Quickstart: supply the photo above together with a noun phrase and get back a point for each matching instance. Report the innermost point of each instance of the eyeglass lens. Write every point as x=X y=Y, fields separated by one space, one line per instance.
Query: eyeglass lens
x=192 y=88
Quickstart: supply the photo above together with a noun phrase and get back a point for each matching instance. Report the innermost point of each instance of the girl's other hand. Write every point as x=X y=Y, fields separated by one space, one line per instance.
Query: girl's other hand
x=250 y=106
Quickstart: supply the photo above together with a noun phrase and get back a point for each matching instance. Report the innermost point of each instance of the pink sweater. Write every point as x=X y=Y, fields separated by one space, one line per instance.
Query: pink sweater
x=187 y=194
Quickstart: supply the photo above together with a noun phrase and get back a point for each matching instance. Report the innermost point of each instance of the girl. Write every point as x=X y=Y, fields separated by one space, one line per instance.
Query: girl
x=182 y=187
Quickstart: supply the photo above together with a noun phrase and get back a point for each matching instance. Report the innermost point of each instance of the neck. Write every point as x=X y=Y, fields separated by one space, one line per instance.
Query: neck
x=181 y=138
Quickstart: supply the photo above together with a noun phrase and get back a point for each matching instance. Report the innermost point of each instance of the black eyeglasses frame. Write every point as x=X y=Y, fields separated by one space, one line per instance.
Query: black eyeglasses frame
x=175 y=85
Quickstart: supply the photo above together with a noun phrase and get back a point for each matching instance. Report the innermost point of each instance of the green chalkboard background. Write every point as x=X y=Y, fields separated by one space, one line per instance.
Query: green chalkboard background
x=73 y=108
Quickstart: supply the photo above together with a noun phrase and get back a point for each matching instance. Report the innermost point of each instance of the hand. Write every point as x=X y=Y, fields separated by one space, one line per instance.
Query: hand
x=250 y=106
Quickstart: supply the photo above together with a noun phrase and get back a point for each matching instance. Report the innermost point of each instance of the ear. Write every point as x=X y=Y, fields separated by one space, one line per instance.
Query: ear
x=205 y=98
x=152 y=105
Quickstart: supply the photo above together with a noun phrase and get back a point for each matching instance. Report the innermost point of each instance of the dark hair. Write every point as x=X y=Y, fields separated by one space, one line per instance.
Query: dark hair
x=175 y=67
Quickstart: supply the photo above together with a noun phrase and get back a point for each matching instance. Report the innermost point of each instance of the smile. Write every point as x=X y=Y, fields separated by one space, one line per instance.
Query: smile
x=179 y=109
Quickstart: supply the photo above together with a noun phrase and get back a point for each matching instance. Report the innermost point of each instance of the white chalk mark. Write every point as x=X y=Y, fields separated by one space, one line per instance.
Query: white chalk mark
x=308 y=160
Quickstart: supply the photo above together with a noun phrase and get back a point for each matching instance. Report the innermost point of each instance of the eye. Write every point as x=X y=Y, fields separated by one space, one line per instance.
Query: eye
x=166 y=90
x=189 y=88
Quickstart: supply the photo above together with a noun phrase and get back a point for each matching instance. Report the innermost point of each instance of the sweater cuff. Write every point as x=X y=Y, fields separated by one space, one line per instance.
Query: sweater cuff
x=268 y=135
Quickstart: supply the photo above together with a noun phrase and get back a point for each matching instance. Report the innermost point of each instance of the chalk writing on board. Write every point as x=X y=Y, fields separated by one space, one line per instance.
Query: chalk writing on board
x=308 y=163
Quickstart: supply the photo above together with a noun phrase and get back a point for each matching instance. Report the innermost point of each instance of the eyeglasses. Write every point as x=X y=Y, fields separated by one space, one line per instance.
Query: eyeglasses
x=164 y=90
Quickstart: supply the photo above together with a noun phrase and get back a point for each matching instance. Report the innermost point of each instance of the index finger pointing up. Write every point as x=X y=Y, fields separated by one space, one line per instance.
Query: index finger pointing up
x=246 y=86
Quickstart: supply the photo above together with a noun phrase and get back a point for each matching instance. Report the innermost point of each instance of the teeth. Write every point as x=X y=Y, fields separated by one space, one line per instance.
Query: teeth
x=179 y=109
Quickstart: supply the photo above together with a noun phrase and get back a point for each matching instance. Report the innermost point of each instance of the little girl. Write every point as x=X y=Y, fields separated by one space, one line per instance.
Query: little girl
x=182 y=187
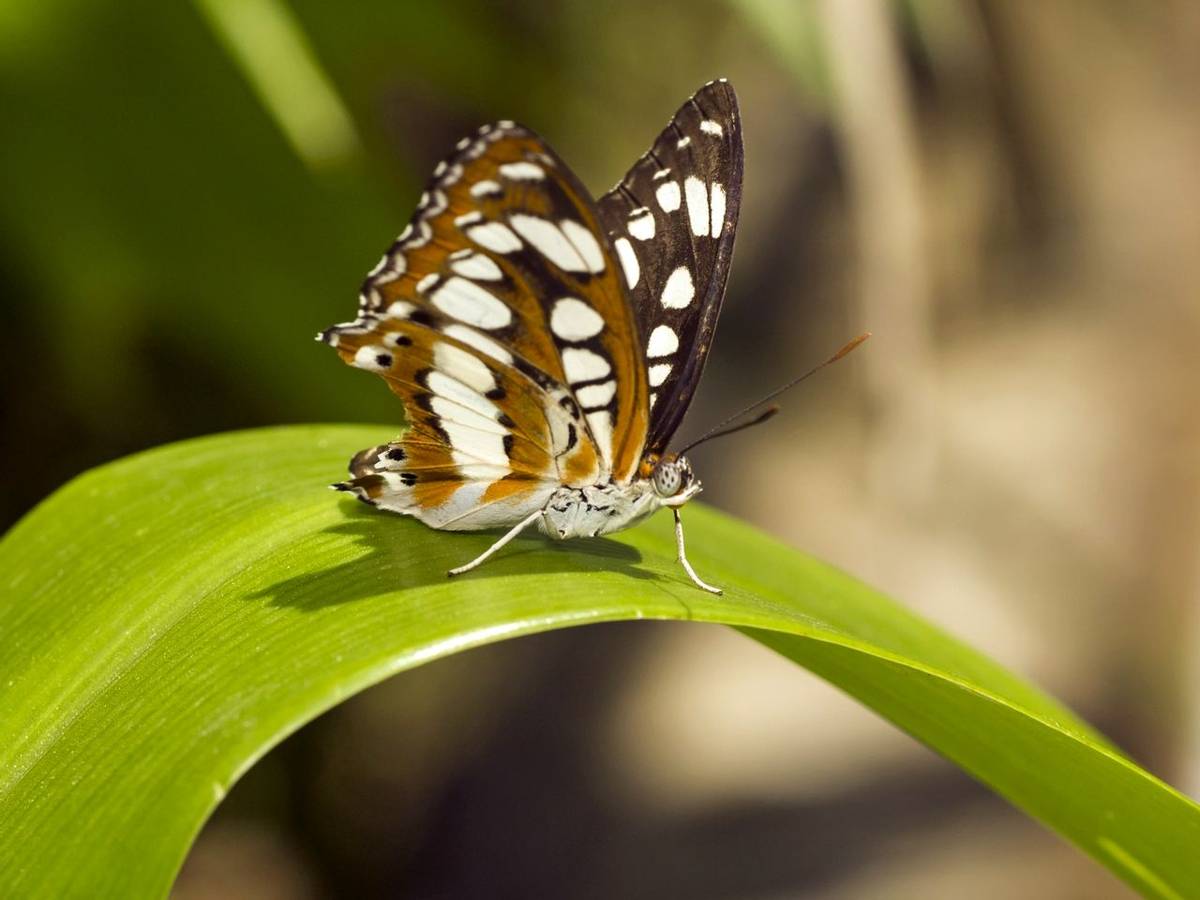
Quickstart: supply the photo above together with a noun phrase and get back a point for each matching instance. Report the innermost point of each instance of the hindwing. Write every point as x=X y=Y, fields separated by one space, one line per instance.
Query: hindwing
x=501 y=318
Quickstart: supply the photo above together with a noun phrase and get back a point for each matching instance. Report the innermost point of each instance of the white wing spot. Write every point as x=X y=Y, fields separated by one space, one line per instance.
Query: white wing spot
x=473 y=445
x=664 y=342
x=526 y=171
x=550 y=241
x=600 y=423
x=583 y=365
x=669 y=196
x=451 y=389
x=679 y=291
x=629 y=261
x=642 y=227
x=697 y=205
x=468 y=303
x=573 y=319
x=480 y=341
x=597 y=395
x=481 y=189
x=465 y=366
x=586 y=243
x=495 y=237
x=718 y=207
x=478 y=267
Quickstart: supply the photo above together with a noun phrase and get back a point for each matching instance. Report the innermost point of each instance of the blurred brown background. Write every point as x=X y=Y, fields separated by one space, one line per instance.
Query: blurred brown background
x=1007 y=193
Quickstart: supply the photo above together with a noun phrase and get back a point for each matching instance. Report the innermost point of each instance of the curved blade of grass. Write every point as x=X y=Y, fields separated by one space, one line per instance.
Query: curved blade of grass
x=168 y=618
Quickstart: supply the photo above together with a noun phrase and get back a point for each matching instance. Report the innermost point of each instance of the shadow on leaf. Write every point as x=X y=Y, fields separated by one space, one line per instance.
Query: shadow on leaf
x=403 y=553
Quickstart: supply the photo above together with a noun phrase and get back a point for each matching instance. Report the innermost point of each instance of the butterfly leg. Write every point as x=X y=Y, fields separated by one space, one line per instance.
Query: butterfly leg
x=683 y=558
x=513 y=533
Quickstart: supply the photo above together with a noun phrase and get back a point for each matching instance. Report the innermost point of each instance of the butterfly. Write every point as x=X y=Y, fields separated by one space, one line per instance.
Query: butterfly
x=546 y=346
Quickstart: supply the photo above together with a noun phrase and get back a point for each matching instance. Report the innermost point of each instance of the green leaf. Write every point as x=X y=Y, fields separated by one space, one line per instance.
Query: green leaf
x=172 y=616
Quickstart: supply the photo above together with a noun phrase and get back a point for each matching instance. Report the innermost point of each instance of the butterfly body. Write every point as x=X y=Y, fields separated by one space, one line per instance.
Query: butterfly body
x=603 y=509
x=546 y=346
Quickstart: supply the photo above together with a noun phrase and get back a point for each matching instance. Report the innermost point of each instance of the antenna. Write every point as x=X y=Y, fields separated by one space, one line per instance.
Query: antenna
x=720 y=429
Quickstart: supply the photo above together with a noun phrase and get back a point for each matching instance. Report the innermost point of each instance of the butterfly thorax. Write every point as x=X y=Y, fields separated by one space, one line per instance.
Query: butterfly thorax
x=612 y=507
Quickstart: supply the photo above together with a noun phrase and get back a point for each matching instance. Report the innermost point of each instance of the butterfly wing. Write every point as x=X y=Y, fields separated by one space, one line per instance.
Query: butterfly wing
x=672 y=220
x=501 y=319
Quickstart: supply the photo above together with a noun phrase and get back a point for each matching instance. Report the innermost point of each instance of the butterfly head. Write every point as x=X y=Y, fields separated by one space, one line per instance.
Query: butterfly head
x=672 y=478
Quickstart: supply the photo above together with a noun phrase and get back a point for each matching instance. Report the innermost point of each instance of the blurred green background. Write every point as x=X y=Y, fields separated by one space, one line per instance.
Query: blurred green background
x=1005 y=192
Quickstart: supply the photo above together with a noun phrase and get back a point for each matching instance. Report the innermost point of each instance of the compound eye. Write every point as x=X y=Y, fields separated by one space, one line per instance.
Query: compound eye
x=667 y=480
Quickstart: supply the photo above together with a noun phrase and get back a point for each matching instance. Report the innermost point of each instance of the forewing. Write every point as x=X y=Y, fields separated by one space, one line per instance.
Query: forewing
x=485 y=443
x=671 y=221
x=505 y=253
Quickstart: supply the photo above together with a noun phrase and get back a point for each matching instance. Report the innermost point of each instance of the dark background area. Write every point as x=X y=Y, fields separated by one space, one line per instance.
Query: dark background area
x=1006 y=193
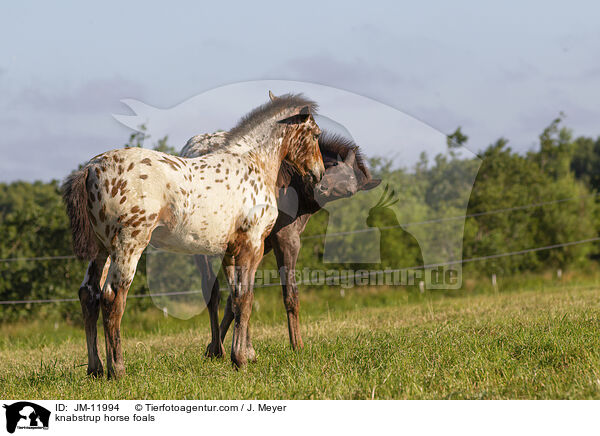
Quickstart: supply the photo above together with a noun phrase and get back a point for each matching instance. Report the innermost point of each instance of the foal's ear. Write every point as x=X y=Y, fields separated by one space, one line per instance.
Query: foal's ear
x=295 y=119
x=370 y=184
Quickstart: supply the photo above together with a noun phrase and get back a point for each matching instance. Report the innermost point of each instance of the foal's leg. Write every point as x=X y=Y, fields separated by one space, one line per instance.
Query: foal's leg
x=89 y=297
x=227 y=318
x=210 y=290
x=241 y=277
x=226 y=322
x=114 y=295
x=286 y=246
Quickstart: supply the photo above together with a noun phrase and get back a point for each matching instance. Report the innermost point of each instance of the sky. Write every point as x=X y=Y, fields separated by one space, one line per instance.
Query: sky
x=498 y=70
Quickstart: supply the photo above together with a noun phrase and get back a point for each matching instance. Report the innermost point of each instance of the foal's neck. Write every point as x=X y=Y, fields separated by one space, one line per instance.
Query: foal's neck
x=265 y=148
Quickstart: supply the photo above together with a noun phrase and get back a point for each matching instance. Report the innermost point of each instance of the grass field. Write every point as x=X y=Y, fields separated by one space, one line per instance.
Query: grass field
x=372 y=343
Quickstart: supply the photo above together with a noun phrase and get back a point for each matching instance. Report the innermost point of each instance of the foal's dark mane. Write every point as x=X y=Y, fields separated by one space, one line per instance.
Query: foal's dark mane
x=267 y=111
x=331 y=144
x=334 y=144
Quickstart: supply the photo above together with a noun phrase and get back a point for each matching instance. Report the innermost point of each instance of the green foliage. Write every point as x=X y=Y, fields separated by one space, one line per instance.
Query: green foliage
x=563 y=175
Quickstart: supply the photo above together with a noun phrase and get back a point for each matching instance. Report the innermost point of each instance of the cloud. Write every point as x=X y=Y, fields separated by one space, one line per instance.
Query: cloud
x=358 y=74
x=51 y=156
x=94 y=96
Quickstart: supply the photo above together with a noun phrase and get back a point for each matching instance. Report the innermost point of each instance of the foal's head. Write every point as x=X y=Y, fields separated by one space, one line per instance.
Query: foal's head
x=345 y=170
x=300 y=143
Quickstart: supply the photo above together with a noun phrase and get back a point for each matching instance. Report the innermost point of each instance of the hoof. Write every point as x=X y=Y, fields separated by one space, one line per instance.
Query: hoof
x=95 y=371
x=215 y=350
x=239 y=360
x=116 y=373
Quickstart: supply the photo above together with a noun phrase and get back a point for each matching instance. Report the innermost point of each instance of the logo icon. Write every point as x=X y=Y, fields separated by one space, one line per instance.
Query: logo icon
x=26 y=415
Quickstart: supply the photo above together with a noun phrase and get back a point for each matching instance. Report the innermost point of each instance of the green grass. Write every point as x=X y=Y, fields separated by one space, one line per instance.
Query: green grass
x=373 y=343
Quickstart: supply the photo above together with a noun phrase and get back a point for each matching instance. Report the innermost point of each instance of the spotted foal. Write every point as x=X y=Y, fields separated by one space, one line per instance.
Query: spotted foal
x=223 y=203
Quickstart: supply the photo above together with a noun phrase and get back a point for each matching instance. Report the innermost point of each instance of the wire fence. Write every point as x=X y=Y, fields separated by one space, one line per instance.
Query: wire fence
x=356 y=275
x=335 y=234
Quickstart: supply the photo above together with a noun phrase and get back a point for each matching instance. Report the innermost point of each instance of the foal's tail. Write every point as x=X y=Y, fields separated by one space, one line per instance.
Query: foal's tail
x=75 y=196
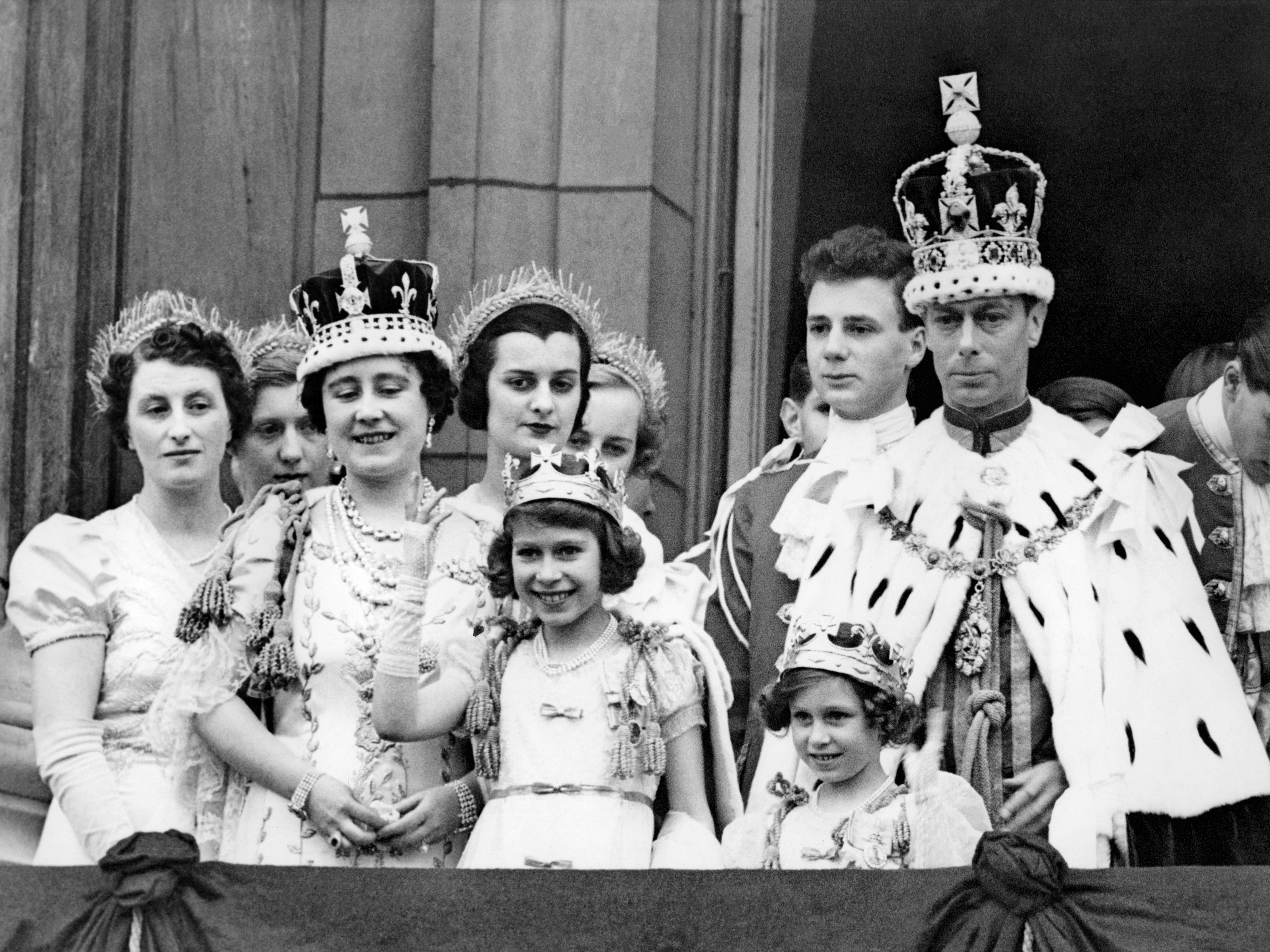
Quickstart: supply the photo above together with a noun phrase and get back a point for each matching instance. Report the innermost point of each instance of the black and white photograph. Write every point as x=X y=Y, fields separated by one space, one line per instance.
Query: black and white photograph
x=644 y=475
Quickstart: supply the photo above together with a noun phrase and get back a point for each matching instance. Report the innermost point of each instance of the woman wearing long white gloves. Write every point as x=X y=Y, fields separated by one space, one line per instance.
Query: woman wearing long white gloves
x=97 y=602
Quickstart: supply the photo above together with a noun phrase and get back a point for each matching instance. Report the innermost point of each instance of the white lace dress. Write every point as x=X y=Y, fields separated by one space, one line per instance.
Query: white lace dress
x=340 y=601
x=555 y=804
x=117 y=578
x=893 y=829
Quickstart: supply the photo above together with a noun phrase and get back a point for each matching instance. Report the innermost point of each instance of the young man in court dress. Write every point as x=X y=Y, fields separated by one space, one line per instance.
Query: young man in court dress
x=1034 y=577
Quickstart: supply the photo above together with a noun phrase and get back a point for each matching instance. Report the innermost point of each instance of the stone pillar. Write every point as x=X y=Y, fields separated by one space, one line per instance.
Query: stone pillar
x=373 y=149
x=566 y=133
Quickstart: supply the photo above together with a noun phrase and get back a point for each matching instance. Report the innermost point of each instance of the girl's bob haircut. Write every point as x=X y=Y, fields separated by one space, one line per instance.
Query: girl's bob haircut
x=620 y=551
x=897 y=717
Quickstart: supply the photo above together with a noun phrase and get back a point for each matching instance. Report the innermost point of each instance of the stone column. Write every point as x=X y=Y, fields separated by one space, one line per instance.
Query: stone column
x=566 y=133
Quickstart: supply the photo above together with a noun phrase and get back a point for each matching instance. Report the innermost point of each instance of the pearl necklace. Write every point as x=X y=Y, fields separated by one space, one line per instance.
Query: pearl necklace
x=380 y=568
x=355 y=517
x=548 y=667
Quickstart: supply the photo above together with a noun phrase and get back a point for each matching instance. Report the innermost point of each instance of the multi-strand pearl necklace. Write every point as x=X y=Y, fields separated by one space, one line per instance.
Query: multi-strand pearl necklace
x=355 y=517
x=382 y=569
x=548 y=667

——

• Exercise objective
Copy out the lines above word for word, beginning at the line that contains "the foal's ear." and stopping after the line that contains "x=286 y=246".

• Finished answer
Quickstart: supply the photo above together with a noun phrase and get back a point for each matching instance. Report the innermost point of each instance of the foal's ear. Write every point as x=X y=Y, fields separated by one space, one line per instance.
Query: foal's ear
x=295 y=119
x=370 y=184
Quickstart: supply the photo above together with a noun phrase and get back a point for each matching instance. Report the innermost point of each instance of the foal's leg. Write every point as x=X y=Y, fields separated by one space, one line per instance.
Query: foal's leg
x=89 y=297
x=227 y=318
x=210 y=290
x=241 y=277
x=226 y=322
x=114 y=295
x=286 y=246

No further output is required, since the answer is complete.